» **Task goal**
Set down the material below word for word, excluding the pictures.

+++ Supplied material

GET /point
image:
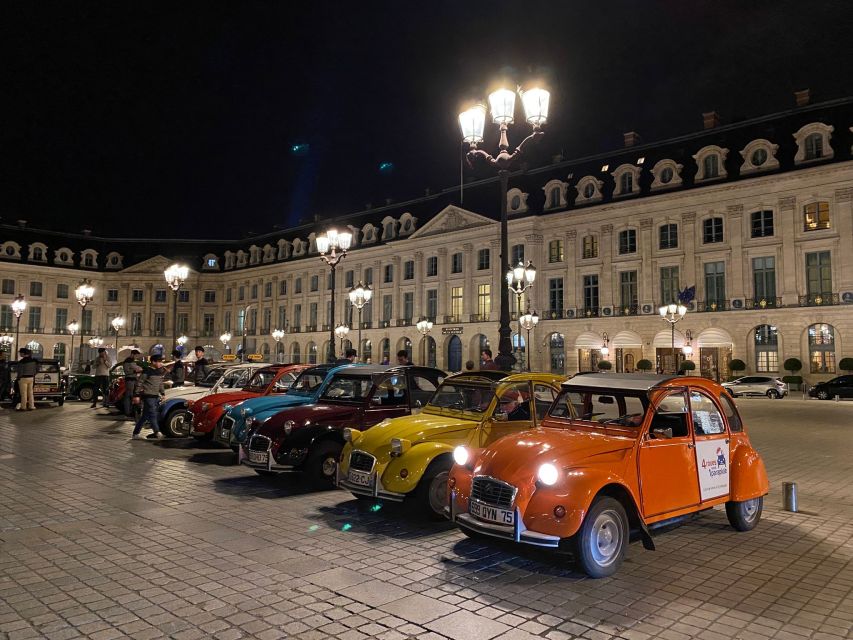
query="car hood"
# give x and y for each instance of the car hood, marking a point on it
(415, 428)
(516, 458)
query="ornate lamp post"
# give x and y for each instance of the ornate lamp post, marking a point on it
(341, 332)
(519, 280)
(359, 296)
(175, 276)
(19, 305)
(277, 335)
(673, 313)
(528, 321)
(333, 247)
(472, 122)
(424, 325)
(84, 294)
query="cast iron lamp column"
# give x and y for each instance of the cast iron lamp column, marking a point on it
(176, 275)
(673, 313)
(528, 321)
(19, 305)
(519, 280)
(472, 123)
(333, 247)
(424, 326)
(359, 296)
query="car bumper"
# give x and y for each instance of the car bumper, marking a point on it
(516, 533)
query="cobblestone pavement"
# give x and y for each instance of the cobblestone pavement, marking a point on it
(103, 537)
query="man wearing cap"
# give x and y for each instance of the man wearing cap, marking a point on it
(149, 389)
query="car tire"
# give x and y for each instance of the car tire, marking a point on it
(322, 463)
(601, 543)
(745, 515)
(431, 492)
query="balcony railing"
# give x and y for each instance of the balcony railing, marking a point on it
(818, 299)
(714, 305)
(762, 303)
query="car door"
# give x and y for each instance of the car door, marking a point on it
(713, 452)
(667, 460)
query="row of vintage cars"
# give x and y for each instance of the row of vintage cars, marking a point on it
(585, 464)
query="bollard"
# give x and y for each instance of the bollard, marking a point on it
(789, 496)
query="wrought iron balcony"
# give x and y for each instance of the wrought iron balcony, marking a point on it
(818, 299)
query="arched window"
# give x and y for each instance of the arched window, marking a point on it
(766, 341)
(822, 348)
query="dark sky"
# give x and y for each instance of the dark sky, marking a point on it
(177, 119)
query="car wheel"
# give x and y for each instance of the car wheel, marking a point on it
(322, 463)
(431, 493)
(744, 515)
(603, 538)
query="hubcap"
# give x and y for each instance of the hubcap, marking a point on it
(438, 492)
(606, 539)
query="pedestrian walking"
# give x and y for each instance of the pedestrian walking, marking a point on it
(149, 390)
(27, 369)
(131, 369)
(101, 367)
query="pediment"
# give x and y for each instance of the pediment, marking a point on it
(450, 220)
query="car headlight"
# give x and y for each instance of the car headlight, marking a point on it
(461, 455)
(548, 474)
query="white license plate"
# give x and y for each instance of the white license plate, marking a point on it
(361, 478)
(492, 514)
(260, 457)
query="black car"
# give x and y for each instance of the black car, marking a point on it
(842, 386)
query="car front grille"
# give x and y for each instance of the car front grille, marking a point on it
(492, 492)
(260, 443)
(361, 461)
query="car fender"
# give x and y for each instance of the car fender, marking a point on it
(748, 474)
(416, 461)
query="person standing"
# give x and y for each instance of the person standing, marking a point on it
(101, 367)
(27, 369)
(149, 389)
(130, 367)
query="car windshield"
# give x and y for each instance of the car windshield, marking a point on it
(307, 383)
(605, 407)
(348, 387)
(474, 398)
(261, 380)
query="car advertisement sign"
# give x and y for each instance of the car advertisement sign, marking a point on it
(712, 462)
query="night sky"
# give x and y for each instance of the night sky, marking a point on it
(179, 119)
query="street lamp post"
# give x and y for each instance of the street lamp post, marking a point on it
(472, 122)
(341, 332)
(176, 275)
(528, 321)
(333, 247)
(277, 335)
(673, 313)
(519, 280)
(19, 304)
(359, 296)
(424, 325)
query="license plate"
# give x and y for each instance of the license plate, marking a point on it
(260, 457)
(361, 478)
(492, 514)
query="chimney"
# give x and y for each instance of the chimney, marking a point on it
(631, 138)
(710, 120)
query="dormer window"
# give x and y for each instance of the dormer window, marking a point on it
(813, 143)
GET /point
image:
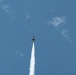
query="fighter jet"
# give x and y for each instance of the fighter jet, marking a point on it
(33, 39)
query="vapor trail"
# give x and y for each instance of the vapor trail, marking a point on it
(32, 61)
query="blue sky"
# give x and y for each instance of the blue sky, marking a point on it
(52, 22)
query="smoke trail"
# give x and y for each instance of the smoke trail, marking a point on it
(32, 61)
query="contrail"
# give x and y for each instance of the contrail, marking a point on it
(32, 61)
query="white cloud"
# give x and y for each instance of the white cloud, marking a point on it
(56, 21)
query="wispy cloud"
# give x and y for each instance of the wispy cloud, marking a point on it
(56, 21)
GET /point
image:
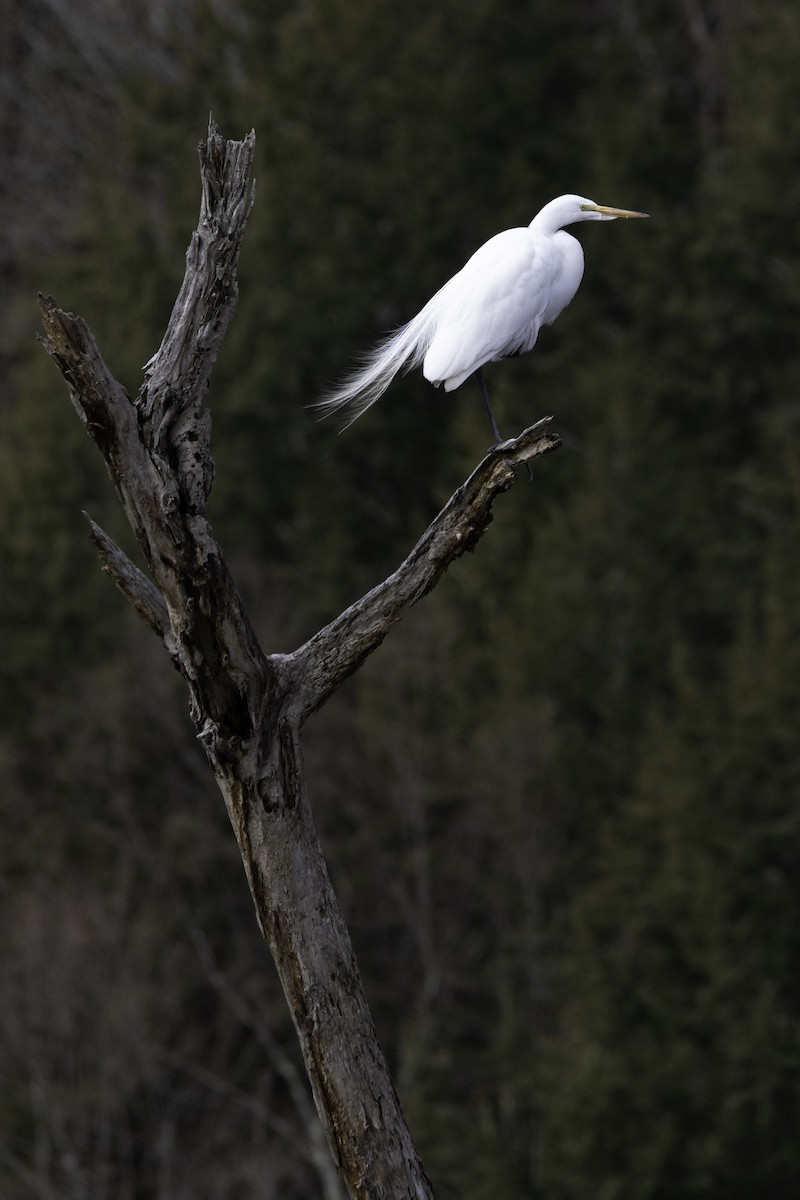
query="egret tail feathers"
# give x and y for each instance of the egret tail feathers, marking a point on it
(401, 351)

++++++

» **Solution to the problem**
GET /point
image:
query="car hood"
# give x and y for each instance of the car hood, marking a point on it
(415, 428)
(516, 458)
query="ornate lamp post"
# give x and y for each instance of the ornate lamp post, marking a point on it
(341, 332)
(519, 280)
(359, 296)
(175, 276)
(19, 305)
(277, 335)
(673, 313)
(528, 321)
(333, 247)
(472, 122)
(424, 325)
(84, 294)
query="cast iron lamp column"
# give x and y for each instance of the cast iron lamp column, marking a point on it
(176, 275)
(673, 313)
(528, 321)
(19, 305)
(519, 280)
(472, 123)
(333, 247)
(424, 326)
(359, 296)
query="car bumper"
# give x and y for each instance of the car bumper, marking a point on it
(516, 533)
query="cobblestone pavement"
# give x and y for each instance of the cobblestone pavement, marking a point on it
(103, 537)
query="man wearing cap"
# give x and y for each instance of the man wearing cap, marking a point on it
(149, 389)
query="car tire"
# give x and y for each instance of the car tire, marking a point on it
(322, 463)
(601, 543)
(745, 515)
(431, 492)
query="balcony railing"
# give x and y for each instance of the balcony railing, marking a point on it
(818, 299)
(714, 305)
(762, 303)
query="car door"
# give x and y for each instance of the car door, marking a point on it
(713, 452)
(667, 460)
query="row of vintage cars"
# give x and y for each instance of the row of vintage cars, marking a point on it
(585, 464)
query="bollard"
# give x and y for each instance of the bollard, marking a point on it
(789, 496)
query="wrought iron balcony"
# give x and y for each instance of the wrought iron balcony, marking a point on it
(818, 299)
query="arched window"
# give x and y for each instance of the arched window, marking a point on it
(766, 341)
(822, 348)
query="dark sky"
# give x and y for each instance of the dark sky, marking a point on it
(177, 119)
query="car wheel"
# give x and y for each instance of the car wheel, marking a point on it
(322, 463)
(431, 493)
(744, 515)
(603, 538)
query="hubcap"
# give x and y for each instance of the hubcap, marking a point on it
(438, 492)
(606, 539)
query="pedestrian walking"
# give x and y for each instance of the pedestrian walking, marking a point on it
(149, 390)
(27, 369)
(131, 369)
(101, 367)
query="pediment"
# give x and y for each instance of the pediment, marking a point on it
(450, 220)
query="car headlight"
# give x and y for each instance of the car headlight, marking a point on it
(461, 455)
(548, 474)
query="white license plate"
# give x and y for each instance of the white license plate, marking a point on it
(361, 478)
(492, 514)
(260, 457)
query="black car"
# give x and y for each instance of the black car, marking a point on it
(842, 386)
query="car front grille"
# give x and y for each instance of the car front grille, marking a point on it
(492, 492)
(260, 443)
(361, 461)
query="car fender"
# give x and y for each instance of the car fender, marking a point on it
(748, 474)
(416, 461)
query="person standing"
# give x and y for each instance of the person standing, marking a point on it
(101, 367)
(27, 369)
(149, 389)
(130, 367)
query="car windshield"
# give x and y for each instance of the car windshield, marking a point on it
(307, 383)
(605, 407)
(348, 387)
(474, 398)
(261, 380)
query="car advertisement sign"
# give x and y for each instance of the car advertisement sign, marking a point on it
(712, 462)
query="night sky"
# give x and y for each instance of the night sky, marking a point on it
(179, 119)
query="street lamp post"
# give x and y for each instance of the street lamp post, marking a point on it
(472, 122)
(341, 332)
(176, 275)
(528, 321)
(333, 247)
(277, 335)
(673, 313)
(519, 280)
(19, 304)
(359, 296)
(424, 325)
query="license plate"
# give x and y for each instance of the license plate, marking a point on it
(260, 457)
(361, 478)
(492, 514)
query="chimney"
# give x and y for each instance of the chimney, marking a point on it
(631, 138)
(710, 120)
query="dormer window"
# give x and y for each instance of the dormer window, marking a point on it
(813, 143)
GET /point
image:
query="fighter jet"
# give x and y for each instance of the fighter jet, marking a point on it
(33, 39)
query="vapor trail"
# give x and y for each instance of the vapor trail, marking a point on it
(32, 61)
query="blue sky"
# give x and y for each instance of the blue sky, marking a point on it
(52, 22)
query="smoke trail"
# give x and y for each instance of the smoke trail, marking a point on it
(32, 61)
query="contrail"
# give x and y for each instance of the contrail, marking a point on it
(32, 61)
query="white cloud"
# give x and y for each instance of the white cloud, marking a point on it
(56, 21)
query="wispy cloud"
# give x and y for each instance of the wispy cloud, marking a point on it
(56, 21)
GET /point
image:
query="egret tail feathers"
# give x and y for each instance of the egret tail feathers, marking a point on it
(401, 351)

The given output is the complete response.